挑出下面含有字符串“path”的每一行，原样抄出，区分大小写。

╭─ 所示数据

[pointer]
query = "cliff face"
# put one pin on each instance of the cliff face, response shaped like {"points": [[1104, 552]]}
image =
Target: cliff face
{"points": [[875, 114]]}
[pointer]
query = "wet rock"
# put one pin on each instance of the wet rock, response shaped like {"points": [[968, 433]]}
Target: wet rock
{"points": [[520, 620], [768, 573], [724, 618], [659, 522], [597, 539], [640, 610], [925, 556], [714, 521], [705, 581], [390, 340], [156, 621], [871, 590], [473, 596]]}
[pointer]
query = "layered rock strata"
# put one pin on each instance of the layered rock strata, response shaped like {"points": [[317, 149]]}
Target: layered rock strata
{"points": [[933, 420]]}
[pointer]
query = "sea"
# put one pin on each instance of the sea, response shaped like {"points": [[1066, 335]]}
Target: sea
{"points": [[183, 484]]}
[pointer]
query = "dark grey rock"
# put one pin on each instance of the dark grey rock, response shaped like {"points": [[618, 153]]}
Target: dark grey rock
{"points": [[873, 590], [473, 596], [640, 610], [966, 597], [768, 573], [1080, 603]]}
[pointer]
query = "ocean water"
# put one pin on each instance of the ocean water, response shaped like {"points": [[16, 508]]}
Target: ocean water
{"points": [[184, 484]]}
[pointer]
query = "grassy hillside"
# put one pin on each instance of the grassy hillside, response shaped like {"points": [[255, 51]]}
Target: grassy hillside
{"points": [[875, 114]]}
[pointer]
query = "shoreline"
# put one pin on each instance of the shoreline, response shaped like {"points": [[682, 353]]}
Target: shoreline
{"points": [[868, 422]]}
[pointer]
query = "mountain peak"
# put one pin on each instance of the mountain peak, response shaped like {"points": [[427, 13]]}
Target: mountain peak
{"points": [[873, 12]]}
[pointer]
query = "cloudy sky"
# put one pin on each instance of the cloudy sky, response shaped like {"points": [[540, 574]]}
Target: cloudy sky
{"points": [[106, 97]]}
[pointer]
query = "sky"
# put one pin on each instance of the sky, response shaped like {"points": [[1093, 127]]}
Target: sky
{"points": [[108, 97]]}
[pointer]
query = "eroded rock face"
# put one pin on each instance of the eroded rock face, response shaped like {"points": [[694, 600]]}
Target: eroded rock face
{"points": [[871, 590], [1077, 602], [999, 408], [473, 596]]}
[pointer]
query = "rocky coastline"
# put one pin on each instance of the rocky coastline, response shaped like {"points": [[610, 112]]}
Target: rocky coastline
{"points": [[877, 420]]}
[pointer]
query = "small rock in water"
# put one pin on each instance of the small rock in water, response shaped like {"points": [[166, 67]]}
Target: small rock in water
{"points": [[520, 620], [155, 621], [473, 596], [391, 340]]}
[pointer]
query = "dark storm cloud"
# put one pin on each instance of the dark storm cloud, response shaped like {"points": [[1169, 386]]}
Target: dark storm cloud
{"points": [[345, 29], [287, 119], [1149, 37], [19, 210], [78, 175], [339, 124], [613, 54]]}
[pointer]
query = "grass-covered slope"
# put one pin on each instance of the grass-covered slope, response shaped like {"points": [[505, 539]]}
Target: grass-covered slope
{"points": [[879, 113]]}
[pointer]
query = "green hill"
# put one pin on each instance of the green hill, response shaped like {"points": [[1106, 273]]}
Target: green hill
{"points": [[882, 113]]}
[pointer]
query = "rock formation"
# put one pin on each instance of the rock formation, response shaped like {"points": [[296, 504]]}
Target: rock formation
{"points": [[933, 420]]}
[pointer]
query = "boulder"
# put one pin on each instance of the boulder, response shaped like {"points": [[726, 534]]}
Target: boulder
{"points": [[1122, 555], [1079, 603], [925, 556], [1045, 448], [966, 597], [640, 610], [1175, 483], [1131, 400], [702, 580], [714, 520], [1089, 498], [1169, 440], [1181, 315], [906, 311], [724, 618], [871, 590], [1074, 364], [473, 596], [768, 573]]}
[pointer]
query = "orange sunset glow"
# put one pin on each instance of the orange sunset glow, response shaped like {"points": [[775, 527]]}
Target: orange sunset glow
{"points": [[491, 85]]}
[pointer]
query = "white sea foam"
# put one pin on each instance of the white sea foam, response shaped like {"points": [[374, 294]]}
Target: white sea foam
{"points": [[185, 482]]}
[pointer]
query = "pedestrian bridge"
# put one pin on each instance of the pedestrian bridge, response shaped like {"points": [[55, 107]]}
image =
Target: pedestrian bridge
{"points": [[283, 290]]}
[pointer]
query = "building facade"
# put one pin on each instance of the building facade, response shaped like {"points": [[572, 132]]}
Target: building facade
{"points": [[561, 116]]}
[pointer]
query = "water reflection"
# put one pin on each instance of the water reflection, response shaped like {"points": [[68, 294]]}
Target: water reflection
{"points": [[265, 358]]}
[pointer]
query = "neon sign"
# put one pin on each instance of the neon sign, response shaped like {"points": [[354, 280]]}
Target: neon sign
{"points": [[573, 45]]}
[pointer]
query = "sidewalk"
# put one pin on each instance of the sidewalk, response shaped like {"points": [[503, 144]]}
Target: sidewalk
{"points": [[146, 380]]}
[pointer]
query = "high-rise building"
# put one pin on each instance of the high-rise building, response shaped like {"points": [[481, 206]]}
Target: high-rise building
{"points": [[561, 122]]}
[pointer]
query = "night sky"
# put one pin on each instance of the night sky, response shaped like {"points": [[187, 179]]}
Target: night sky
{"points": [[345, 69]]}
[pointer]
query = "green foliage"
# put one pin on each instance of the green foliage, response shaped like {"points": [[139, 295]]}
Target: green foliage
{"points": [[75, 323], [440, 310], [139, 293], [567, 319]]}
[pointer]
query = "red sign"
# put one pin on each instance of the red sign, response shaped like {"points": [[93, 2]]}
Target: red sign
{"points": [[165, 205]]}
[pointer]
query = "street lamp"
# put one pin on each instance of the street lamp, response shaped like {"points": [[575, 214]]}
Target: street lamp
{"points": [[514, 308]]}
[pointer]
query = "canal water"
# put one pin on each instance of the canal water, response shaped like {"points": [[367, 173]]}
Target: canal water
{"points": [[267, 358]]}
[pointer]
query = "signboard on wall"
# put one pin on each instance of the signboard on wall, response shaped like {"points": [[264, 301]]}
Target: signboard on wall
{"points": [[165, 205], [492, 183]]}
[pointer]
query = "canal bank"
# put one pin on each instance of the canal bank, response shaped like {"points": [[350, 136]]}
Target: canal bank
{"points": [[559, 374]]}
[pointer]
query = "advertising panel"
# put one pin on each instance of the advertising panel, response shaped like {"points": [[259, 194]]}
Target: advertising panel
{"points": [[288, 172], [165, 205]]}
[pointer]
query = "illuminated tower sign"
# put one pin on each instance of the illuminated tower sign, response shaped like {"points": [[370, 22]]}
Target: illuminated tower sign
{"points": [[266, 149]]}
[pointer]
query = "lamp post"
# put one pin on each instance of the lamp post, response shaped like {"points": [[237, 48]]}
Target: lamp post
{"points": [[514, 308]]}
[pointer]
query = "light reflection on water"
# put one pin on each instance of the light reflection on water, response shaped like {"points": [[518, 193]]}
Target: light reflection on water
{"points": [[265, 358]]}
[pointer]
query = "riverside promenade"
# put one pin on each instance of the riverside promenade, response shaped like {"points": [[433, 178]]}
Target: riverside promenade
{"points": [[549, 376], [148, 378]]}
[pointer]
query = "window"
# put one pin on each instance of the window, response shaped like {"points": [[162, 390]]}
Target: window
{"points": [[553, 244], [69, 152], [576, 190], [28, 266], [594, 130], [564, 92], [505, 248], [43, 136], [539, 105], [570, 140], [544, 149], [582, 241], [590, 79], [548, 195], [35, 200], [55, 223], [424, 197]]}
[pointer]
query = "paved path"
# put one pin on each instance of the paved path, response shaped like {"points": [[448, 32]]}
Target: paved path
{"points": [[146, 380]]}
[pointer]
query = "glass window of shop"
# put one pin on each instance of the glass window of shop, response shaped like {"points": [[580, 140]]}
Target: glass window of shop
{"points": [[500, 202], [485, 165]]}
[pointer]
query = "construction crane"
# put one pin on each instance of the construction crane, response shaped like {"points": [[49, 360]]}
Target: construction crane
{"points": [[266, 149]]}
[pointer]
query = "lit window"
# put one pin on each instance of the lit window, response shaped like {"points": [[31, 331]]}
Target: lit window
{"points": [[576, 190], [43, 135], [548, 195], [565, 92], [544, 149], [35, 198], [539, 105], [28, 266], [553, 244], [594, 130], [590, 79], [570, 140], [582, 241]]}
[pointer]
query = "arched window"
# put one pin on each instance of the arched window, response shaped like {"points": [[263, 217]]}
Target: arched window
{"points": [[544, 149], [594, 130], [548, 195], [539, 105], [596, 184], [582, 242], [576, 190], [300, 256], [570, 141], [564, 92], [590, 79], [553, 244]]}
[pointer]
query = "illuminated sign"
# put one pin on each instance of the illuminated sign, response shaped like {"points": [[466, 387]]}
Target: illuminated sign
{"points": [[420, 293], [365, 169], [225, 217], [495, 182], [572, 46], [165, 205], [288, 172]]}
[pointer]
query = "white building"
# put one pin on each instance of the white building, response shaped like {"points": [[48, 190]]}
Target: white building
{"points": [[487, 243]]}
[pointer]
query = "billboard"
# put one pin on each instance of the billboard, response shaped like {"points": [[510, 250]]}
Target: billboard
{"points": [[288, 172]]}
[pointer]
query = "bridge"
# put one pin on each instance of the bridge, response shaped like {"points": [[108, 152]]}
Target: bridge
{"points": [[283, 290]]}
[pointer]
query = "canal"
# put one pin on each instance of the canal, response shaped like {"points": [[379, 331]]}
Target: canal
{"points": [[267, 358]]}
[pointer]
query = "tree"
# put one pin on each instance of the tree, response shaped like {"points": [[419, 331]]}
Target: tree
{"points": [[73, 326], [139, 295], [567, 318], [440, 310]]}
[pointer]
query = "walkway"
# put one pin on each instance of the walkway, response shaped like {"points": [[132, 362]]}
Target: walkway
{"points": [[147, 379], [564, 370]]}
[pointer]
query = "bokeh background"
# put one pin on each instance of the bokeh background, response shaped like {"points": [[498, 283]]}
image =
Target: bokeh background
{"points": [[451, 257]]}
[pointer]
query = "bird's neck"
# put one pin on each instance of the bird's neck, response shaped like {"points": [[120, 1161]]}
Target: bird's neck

╰─

最终答案:
query = "paved path"
# put one pin on each instance of the paved path, response shaped like {"points": [[448, 32]]}
Target: paved path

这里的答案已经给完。